The Peace Palace 100 years on
International law institutions are fostering a culture of peaceful conflict resolution in Africa, especially with regards to inter-state disputes that are prevalent on the continent.
The centennial celebrations of the ‘seat of international law’ – the Peace Palace in The Hague – are about the ideals this building stands for, rather than its beautiful architecture. The Peace Palace houses the International Court of Justice, the Permanent Court of Arbitration and the Hague Academy of International Law. These institutions continue to foster a culture of peaceful conflict resolution, and the two African cases that illustrate this are the dispute between Nigeria and Cameroon over Bakassi, on the one hand, and the conflict between Ethiopia and Eritrea over Badme, on the other. These two cases also exemplify the future of international justice in Africa, what is necessary to cement it and what can unhinge it.
On 14 May 1998, Eritrea, a country of just over 4 million people, launched an attack on Ethiopia, a country of over 80 million people, to seize a piece of land (Badme) administered by Ethiopia. Eritrea claimed sovereignty over Badme, charging that Ethiopia had no right to occupy the territory and was therefore violating its international border. The conflict lasted two years. After more than 100 000 lives were lost, Ethiopia still held Badme and had made inroads into uncontested Eritrean territory. The countries were cajoled into holding peace talks, which took place in Algeria, culminating in the Algiers accord. They agreed to submit their dispute to the Permanent Court of Arbitration, which duly established the Eritrea-Ethiopia Boundary Commission (EEBC) and the Eritrean-Ethiopia Claims Commission (EECC) to arbitrate the dispute and apportion financial liability respectively.
The EEBC faced complex legal and political challenges. Ethiopia has a long history of sovereignty, while Eritrea had been colonised by Italy, with several boundary agreements having been concluded between Ethiopia and Italy in 1900, 1902 and 1908. Both parties relied on these somewhat inconclusive Ethiopia-Italy boundary agreements for their claim to Badme. The EEBC had to interpret these agreements to decide on the rightful owner of Badme.
In addition, one of the parties had started the conflict and therefore could be held liable for the crime of aggression, but this was left to the EECC to decide. The EEBC was not allowed to take the political circumstances into account, namely that Ethiopia continued to occupy Badme only through great human sacrifice.
The EEBC duly ignored the political circumstances and concerned itself with the law, arriving at a decision that the legal interpretation of the Ethiopia-Italy boundary agreements gave the Badme territory to Eritrea. The EECC, on the other hand, held that the blame for starting the war lay with Eritrea and that Eritrea should thus compensate Ethiopia. The EECC also looked at various claims of breaches of international humanitarian law and held that both Ethiopia and Eritrea had committed breaches for which they should compensate each other.
Ethiopia first rejected the EEBC outcome and then later in principle agreed to it, but said that negotiations should be held in an effort to normalise relations as part of implementing the decision. Eritrea rebuffed Ethiopia’s offer of negotiating the implementation of the EEBC decision, arguing that linking the implementation of the EEBC decision to a process for normalising relations was contrary to the Algiers accord, which provided that the EEBC decision be final and binding.

→ Problem to work on: Please copy everything from "In addition, one" down to "compensate each other." in the Peace Palace article, renaming "political circumstances" as "political situation" wherever it occurs.

→ Provided records:
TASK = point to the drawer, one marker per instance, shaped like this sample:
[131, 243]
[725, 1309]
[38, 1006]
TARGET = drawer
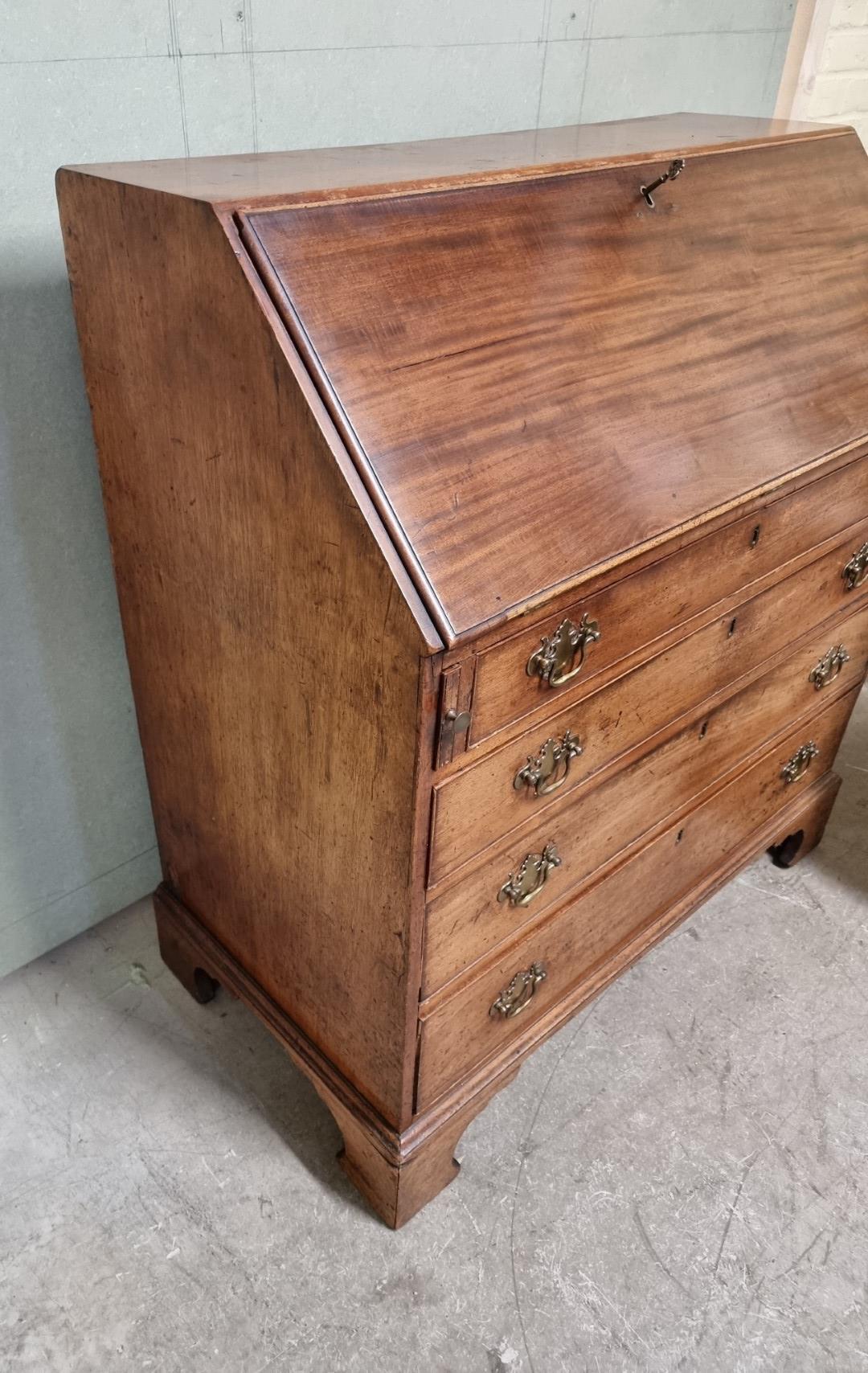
[466, 1029]
[650, 603]
[589, 828]
[481, 804]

→ Solution:
In addition, one of the parties had started the conflict and therefore could be held liable for the crime of aggression, but this was left to the EECC to decide. The EEBC was not allowed to take the political situation into account, namely that Ethiopia continued to occupy Badme only through great human sacrifice.
The EEBC duly ignored the political situation and concerned itself with the law, arriving at a decision that the legal interpretation of the Ethiopia-Italy boundary agreements gave the Badme territory to Eritrea. The EECC, on the other hand, held that the blame for starting the war lay with Eritrea and that Eritrea should thus compensate Ethiopia. The EECC also looked at various claims of breaches of international humanitarian law and held that both Ethiopia and Eritrea had committed breaches for which they should compensate each other.